# Textauszug
#####

Unabhängige Stellen und unabhängige Prüfer

Von Seiten der Cybersicherheitsbehörde können sog. unabhängige Stellen (juristische Person oder eingetragene Personengesellschaft mit Niederlassung in Österreich) definiert werden. Diese sind zur Prüfung der Umsetzung der Risikomanagementmaßnahmen wesentlicher und wichtiger Einrichtungen ermächtigt. Diese Stelle muss zumindest einen von der Cybersicherheitsbehörde zugelassenen unabhängigen Prüfer einsetzen.

Governance

Die Leitungsorgane (bspw. Geschäftsführung bei GmbHs, Vorstände bei Aktiengesellschaften) wesentlicher und wichtiger Einrichtungen haben die Einhaltung die Risikomanagementmaßnahmen sicherzustellen und zu beaufsichtigen.

Leitungsorgane, die ihre Pflichten nach Abs. 1 verletzen, haften der Einrichtung für den schuldhaft verursachten Schaden. Sie müssen an für diese Zielgruppe spezifisch gestalteten Cybersicherheitsschulungen teilnehmen. Die Einrichtungen haben den Mitarbeitern regelmäßig entsprechende Schulungen anzubieten, damit diese ausreichende Kenntnisse und Fähigkeiten zur Erkennung und Bewertung von Risiken sowie Managementpraktiken im Bereich der Cybersicherheit und deren Auswirkungen auf die von der Einrichtung erbrachten Dienste erwerben können.

Risikomanagementmaßnahmen

Wesentliche und wichtige Einrichtungen haben geeignete und verhältnismäßige technische, operative und organisatorische Risikomanagementmaßnahmen in den Bereichen umzusetzen, die in Anlage 3 aufgelistet sind. Ziel dieser Maßnahmen ist es die Risiken für die Sicherheit der Netz- und Informationssysteme zu beherrschen und die Auswirkungen von Cybersicherheitsvorfällen auf die Empfänger ihrer Dienste und auf andere Dienste zu verhindern oder möglichst gering zu halten. Bei der Bewertung der Verhältnismäßigkeit der Risikomanagementmaßnahmen sind

  • das Ausmaß der Risikoexposition der Einrichtung sowie ihrer Dienste,
  • die Größe der Einrichtung,
  • die Wahrscheinlichkeit des Eintretens von Cybersicherheitsvorfällen und deren Schwere, einschließlich ihrer gesellschaftlichen und wirtschaftlichen Auswirkungen,

 gebührend zu berücksichtigen. Per Verordnung legt der Bundesminister für Inneres technische, operative und organisatorische Anforderungen für die umzusetzenden Risikomanagementmaßnahmen fest. Diese Anforderungen können auch sektorspezifisch festlegt werden.

Nachweis der Wirksamkeit von Maßnahmen

Wesentliche und wichtige Einrichtungen haben innerhalb von sechs Monaten nach Aufforderung durch die Cybersicherheitsbehörde dieser eine Aufstellung umgesetzter Risikomanagementmaßnahmen zu übermitteln (Selbstdeklaration).

#####

# Material
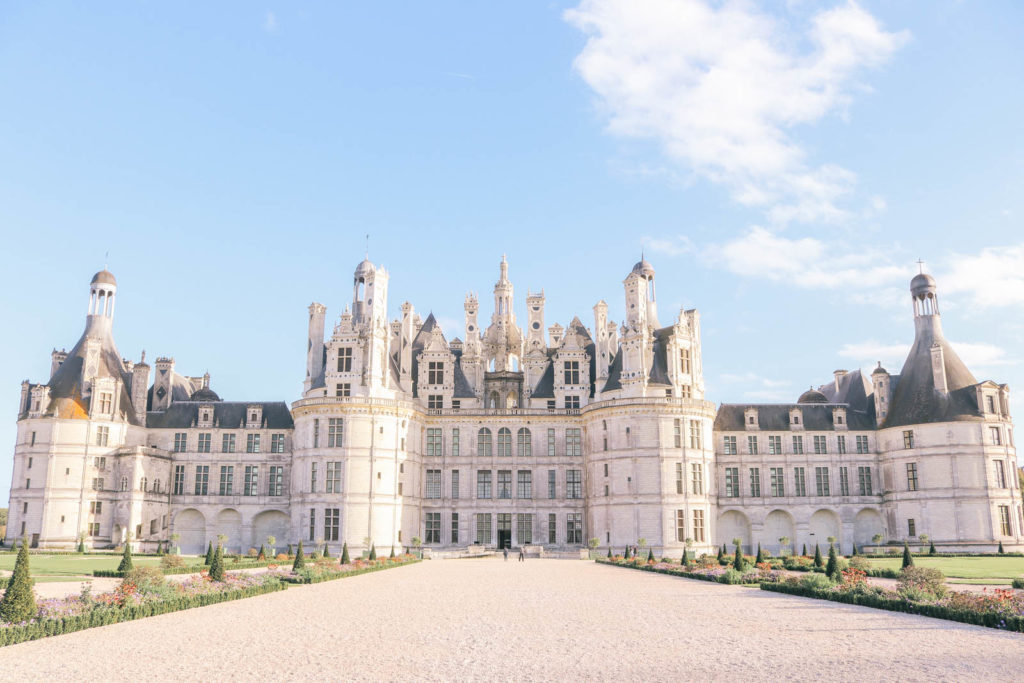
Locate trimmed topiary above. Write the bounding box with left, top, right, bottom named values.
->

#####

# Aufgabenliste
1/ Stimmen die folgenden Aussagen mit dem Auszug zur Cybersicherheit überein? Antworte jeweils mit Ja oder Nein und zitiere die entscheidenden Worte wörtlich.
(a) Unabhängige Stellen müssen eine Niederlassung in Österreich haben.
(b) Die Selbstdeklaration ist innerhalb von drei Monaten nach Aufforderung zu übermitteln.
(c) Der Bundesminister für Inneres legt die Anforderungen an die Risikomanagementmaßnahmen per Verordnung fest.
2/ Übersetze diesen Satz aus dem Auszug zur Cybersicherheit ins Englische: „Leitungsorgane, die ihre Pflichten nach Abs. 1 verletzen, haften der Einrichtung für den schuldhaft verursachten Schaden.“
3/ Führe den Auszug zur Cybersicherheit im Anschluss an seinen letzten Satz fort.

# Lösungen
1/
(a) Ja: „juristische Person oder eingetragene Personengesellschaft mit Niederlassung in Österreich“
(b) Nein: „innerhalb von sechs Monaten nach Aufforderung durch die Cybersicherheitsbehörde“
(c) Ja: „Per Verordnung legt der Bundesminister für Inneres technische, operative und organisatorische Anforderungen für die umzusetzenden Risikomanagementmaßnahmen fest.“

2/ Management bodies that breach their obligations under para. 1 are liable to the entity for the damage they have culpably caused.

3/
Wesentliche Einrichtungen haben gegenüber der Cybersicherheitsbehörde innerhalb von drei Jahren nach Aufforderung zur Selbstdeklaration, frühestens jedoch sechs Monate vor Ablauf dieser Frist, die Umsetzung der Risikomanagementmaßnamen mittels einer Prüfung durch eine unabhängige Stelle nachzuweisen. Für bereits im Scope des NIS1 Gesetzes liegende wesentliche Einrichtungen beginnt die dreijährige Frist bereits mit dem Zeitpunkt des letzten Nachweises.

Die Kosten von Prüfungen durch unabhängige Stellen sind von der geprüften Einrichtung zu tragen. Wesentliche und wichtige Einrichtungen haben der Cybersicherheitsbehörde geplante Prüfungen spätestens ein Monat vor Beginn derer Durchführung durch Übermittlung eines Prüfplans bekannt zu geben.

Berichtspflichten

Dem zuständigen CSIRT (Cybersecurity Incident Response Team) sind erhebliche Cybersicherheitsvorfall unverzüglich zu melden. Das CSIRT leitet die Meldung unverzüglich an die Cybersicherheitsbehörde weiter.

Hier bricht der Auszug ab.